▸ Assigned task:
Please transcribe only the lines between the one containing "mmk i see the picture, now point out the tall" and the end of the records, both ends included, exactly as written; skip every picture.

--- Recorded data Enclosed Below ---

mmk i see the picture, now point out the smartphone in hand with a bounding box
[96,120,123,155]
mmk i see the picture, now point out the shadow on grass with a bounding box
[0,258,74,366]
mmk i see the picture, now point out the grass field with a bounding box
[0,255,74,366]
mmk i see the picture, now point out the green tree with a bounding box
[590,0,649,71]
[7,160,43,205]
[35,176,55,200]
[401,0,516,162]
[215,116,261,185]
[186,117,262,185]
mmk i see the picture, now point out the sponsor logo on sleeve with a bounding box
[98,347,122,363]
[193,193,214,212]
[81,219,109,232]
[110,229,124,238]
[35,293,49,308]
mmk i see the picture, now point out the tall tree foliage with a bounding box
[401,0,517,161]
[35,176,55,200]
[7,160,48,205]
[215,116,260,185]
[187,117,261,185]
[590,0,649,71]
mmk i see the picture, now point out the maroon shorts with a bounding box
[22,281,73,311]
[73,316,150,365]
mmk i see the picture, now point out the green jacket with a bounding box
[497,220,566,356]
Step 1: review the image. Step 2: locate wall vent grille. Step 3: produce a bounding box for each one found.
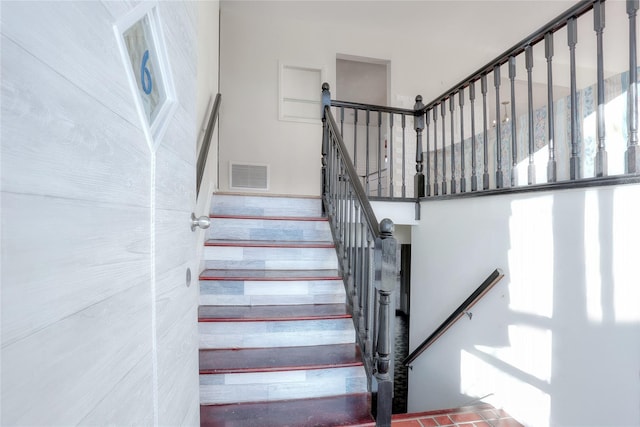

--- End of Enclosed Recorded data ---

▸ Solution for this exercise:
mmk i see the picture, now point out the tall tree foliage with a bounding box
[401,0,517,161]
[35,176,55,200]
[7,160,48,205]
[215,116,260,185]
[187,117,261,185]
[590,0,649,71]
mmk i see the picture, now point out the maroon shorts with a bounding box
[22,281,73,311]
[73,316,150,365]
mmk i see the picture, now point out the green jacket with a bounding box
[497,220,566,356]
Step 1: review the image. Step 2: locate wall vent grille. Step 3: produce a bounding box for each one found.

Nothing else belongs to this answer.